Rewrite the entries below as a two-column CSV with the header instruction,rings and one row per request: the request text goes under instruction and its answer under rings. Put each value in a single double-quoted field, with every line break inside it replaced by a space.

RECORDS
★ ★ ★ ★
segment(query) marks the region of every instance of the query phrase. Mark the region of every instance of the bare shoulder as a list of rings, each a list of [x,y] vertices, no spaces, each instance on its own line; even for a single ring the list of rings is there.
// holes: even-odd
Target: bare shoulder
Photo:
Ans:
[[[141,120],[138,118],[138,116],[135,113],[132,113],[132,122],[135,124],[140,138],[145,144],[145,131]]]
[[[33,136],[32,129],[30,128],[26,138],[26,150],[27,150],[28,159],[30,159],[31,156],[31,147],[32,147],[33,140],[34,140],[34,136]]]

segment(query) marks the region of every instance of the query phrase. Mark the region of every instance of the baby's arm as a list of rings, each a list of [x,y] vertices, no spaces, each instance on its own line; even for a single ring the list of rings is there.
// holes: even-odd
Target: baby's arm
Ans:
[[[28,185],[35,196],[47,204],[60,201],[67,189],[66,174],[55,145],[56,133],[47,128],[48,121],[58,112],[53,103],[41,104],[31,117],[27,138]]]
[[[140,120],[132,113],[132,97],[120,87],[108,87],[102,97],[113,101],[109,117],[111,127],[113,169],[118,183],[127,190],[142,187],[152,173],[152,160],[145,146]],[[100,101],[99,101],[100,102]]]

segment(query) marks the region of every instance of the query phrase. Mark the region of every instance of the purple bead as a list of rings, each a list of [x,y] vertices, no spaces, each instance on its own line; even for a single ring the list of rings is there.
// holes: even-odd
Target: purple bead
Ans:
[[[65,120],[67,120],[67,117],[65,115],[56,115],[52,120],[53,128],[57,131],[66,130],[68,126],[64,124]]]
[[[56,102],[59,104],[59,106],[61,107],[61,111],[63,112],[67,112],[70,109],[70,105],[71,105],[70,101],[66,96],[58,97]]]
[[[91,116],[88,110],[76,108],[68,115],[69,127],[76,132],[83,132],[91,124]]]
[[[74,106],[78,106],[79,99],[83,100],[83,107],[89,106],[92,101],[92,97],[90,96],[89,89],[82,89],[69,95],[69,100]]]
★ ★ ★ ★
EXERCISE SOLUTION
instruction,rings
"segment(query) marks the region of every instance of the query phrase. Mark the region of every instance of the bare shoulder as a list of rings, each a list of [x,y] vertices, no spaces, each instance on its own line; even for a single ring the list of rings is there. // holes: even-odd Target: bare shoulder Photo: Ans:","[[[141,120],[138,118],[138,116],[135,113],[132,113],[132,122],[135,124],[140,138],[145,144],[145,131]]] [[[33,136],[32,129],[30,128],[26,138],[26,150],[27,150],[28,159],[30,159],[31,156],[31,147],[32,147],[33,140],[34,140],[34,136]]]"
"segment(query) marks the region of every instance of the query phrase. Mark the region of every instance of the baby's arm as a list of rings, each a list of [x,y] vertices, no spaces, each instance on its own line; even for a single ring the list of rings is there. // holes: even-odd Target: baby's arm Ans:","[[[28,185],[35,196],[47,204],[60,201],[67,189],[66,174],[55,145],[56,133],[47,128],[48,121],[58,112],[53,103],[41,104],[31,117],[27,138]]] [[[140,120],[132,113],[132,97],[120,87],[108,87],[102,97],[113,101],[109,117],[111,127],[113,169],[118,183],[127,190],[142,187],[152,173],[152,160],[145,146]],[[100,101],[99,101],[100,102]]]"
"segment(query) marks the region of every instance of the query phrase. Mark the region of every instance of the purple bead as a list of rings, each a list of [x,y] vertices, no spaces, each instance on its own line; even for a single ring the list of rings is there. // holes: even-odd Target: purple bead Ans:","[[[65,120],[67,120],[67,117],[65,115],[56,115],[52,120],[53,128],[57,131],[66,130],[68,126],[64,124]]] [[[56,102],[59,104],[59,106],[61,107],[61,111],[63,112],[67,112],[70,109],[70,105],[71,105],[70,101],[66,96],[58,97]]] [[[91,116],[88,110],[76,108],[68,115],[69,127],[76,132],[83,132],[91,124]]] [[[74,106],[78,106],[79,99],[83,100],[83,107],[89,106],[92,101],[92,97],[90,96],[89,89],[82,89],[69,95],[69,100]]]"